Start of Block

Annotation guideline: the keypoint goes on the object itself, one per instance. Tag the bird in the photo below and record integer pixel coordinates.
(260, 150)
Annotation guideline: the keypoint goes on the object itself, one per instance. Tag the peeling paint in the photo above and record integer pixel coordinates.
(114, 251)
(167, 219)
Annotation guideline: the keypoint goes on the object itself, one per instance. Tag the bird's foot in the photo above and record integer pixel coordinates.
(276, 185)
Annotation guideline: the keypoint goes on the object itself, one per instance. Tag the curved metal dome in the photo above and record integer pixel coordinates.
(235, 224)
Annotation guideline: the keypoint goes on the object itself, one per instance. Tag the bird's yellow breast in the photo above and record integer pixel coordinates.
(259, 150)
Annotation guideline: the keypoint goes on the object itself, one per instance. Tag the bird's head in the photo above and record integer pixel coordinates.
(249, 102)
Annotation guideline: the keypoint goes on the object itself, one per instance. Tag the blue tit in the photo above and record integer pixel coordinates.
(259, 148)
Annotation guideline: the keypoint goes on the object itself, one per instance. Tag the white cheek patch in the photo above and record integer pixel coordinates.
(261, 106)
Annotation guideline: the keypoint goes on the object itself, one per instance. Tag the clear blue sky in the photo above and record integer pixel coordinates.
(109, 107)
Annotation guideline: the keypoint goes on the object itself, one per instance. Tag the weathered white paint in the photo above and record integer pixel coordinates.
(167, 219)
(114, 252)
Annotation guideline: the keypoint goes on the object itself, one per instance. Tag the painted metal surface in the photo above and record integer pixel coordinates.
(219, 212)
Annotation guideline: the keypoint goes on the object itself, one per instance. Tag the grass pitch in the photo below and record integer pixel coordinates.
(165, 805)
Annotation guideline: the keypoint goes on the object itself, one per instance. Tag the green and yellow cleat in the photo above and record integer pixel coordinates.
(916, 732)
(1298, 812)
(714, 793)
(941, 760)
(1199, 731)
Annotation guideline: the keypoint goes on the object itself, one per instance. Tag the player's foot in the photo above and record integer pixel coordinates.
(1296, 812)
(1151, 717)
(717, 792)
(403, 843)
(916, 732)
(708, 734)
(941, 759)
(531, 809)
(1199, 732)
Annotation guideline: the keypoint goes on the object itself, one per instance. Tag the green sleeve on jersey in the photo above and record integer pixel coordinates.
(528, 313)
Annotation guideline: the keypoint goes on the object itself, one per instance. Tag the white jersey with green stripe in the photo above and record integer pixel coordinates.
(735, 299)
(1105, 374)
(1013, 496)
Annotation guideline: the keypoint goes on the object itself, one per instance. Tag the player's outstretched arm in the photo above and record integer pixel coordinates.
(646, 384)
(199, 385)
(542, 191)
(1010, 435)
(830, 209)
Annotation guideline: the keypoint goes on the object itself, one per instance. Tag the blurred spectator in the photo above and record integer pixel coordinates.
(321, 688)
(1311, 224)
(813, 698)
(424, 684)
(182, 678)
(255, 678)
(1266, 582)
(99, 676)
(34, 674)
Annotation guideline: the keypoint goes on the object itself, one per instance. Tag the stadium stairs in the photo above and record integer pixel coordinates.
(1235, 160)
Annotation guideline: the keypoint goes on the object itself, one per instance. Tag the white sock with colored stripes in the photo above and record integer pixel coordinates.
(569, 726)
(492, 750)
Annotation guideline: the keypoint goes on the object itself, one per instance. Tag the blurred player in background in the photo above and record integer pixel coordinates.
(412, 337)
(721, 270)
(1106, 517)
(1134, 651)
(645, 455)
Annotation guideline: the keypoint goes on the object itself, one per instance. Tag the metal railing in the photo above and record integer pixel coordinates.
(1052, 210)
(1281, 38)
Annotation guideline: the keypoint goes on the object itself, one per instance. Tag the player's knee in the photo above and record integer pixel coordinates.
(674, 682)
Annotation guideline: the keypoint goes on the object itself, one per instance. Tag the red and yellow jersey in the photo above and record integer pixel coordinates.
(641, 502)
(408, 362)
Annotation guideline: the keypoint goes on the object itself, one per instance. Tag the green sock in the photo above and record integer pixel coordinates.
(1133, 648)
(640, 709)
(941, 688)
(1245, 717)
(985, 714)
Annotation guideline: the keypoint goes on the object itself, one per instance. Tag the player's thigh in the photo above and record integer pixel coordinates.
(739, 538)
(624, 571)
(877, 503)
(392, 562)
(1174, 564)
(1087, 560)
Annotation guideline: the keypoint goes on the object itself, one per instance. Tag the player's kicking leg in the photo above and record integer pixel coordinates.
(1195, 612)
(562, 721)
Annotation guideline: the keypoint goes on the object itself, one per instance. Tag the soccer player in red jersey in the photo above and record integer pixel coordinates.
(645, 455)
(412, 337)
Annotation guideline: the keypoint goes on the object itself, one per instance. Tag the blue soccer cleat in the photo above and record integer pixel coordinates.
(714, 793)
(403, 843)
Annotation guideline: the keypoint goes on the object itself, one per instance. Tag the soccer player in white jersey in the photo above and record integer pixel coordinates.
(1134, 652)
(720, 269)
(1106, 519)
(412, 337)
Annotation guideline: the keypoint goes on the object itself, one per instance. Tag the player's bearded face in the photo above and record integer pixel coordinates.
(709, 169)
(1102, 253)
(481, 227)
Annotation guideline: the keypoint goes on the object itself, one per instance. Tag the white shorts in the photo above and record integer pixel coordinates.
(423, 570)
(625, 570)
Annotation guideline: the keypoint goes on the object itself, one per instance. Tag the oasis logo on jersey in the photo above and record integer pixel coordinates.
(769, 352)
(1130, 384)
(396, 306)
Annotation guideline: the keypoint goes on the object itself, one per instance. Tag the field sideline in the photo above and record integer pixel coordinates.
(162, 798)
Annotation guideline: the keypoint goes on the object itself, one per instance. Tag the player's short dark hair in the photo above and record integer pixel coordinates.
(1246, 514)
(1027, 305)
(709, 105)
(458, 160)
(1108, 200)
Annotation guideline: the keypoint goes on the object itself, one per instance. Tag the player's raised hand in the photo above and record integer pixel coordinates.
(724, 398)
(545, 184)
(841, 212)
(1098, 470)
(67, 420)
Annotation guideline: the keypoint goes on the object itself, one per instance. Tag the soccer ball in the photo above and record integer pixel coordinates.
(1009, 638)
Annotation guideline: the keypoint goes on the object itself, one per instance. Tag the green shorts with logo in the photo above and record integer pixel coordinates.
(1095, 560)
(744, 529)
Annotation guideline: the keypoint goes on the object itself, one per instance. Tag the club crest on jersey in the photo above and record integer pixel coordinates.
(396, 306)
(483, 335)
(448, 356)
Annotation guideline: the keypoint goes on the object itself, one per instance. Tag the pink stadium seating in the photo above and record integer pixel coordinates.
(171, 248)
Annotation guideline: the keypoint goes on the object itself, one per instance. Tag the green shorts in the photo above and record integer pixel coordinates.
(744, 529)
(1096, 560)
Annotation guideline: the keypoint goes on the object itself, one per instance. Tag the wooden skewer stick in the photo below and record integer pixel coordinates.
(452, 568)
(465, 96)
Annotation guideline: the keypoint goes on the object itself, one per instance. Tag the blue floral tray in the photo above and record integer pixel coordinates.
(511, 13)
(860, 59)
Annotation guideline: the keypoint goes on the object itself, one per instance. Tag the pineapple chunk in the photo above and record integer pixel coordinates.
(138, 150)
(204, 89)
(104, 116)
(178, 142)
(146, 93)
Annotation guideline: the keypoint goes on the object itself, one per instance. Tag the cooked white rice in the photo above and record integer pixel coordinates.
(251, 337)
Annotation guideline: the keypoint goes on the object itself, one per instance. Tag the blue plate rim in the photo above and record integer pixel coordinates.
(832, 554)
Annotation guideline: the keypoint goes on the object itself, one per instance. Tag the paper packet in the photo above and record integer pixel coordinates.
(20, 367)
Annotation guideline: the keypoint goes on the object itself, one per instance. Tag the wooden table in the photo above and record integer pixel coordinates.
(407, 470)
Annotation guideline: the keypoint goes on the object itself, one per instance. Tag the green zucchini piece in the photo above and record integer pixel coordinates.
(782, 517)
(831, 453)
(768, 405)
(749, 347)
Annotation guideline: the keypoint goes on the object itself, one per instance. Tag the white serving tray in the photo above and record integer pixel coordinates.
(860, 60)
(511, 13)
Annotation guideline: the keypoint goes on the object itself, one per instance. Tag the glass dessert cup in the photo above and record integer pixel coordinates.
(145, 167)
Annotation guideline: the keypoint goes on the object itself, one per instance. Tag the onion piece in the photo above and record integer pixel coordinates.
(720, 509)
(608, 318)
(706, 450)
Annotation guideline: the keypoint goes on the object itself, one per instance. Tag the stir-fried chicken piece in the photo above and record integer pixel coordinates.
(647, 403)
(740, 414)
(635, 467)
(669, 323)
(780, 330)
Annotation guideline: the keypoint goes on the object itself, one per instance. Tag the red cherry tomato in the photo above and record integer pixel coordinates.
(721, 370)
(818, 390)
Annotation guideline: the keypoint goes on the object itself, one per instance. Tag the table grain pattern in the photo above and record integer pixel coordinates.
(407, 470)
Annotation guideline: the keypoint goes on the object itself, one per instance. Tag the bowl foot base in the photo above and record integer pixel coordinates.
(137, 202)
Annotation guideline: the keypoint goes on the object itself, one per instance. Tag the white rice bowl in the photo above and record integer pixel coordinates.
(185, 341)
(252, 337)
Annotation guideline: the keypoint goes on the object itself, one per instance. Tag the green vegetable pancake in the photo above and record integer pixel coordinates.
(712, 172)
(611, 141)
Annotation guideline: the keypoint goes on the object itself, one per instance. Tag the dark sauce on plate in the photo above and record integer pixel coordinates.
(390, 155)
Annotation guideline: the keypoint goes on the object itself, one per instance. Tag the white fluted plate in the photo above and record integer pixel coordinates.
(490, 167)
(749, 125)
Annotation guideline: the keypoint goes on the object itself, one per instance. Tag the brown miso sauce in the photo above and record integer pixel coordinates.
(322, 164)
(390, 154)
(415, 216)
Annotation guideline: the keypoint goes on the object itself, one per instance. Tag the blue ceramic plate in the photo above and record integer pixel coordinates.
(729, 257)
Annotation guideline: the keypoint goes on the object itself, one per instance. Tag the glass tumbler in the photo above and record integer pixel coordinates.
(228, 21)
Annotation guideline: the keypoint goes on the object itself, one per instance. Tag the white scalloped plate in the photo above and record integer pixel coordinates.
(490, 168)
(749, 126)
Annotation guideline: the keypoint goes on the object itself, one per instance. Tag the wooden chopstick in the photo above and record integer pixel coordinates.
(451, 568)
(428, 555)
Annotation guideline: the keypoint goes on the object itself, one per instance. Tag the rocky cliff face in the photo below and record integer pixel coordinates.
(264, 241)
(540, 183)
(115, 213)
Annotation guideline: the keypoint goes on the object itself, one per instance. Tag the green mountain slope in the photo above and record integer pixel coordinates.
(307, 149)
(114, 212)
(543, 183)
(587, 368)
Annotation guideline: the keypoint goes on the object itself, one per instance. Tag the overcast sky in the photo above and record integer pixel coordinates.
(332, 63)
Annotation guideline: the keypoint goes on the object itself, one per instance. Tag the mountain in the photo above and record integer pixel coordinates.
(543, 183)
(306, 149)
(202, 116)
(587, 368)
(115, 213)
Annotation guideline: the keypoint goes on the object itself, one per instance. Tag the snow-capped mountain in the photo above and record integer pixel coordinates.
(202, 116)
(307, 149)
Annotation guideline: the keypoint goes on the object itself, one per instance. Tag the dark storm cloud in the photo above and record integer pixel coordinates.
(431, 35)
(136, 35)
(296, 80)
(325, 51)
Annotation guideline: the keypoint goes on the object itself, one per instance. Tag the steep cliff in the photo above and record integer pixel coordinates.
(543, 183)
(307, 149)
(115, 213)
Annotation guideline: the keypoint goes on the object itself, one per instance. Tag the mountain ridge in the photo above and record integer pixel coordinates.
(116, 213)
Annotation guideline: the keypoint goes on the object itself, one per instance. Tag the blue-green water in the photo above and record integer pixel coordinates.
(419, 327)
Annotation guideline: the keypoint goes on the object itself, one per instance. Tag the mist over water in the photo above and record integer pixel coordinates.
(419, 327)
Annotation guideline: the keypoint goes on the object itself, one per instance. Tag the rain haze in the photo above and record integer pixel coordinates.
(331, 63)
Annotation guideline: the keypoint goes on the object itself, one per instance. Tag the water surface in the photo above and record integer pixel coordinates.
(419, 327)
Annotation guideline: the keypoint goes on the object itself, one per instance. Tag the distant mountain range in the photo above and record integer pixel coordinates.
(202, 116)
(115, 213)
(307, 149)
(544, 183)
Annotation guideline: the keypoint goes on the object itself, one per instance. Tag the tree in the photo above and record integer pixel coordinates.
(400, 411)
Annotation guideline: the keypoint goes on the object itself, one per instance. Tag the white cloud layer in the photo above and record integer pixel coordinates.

End of Block

DIRECTIONS FOR THIS TASK -
In the records above, find the line containing "Tag the tree" and print it and every later line exactly, through the last one.

ANSWER TO THIS TASK -
Annotation guideline: the keypoint goes on the object itself, one per instance. Tag the tree in the photo above and record integer pixel coordinates.
(400, 411)
Annotation guideline: the keypoint goes on the object itself, one per instance. Tag the white cloud layer in the photo above and record integer pixel coordinates.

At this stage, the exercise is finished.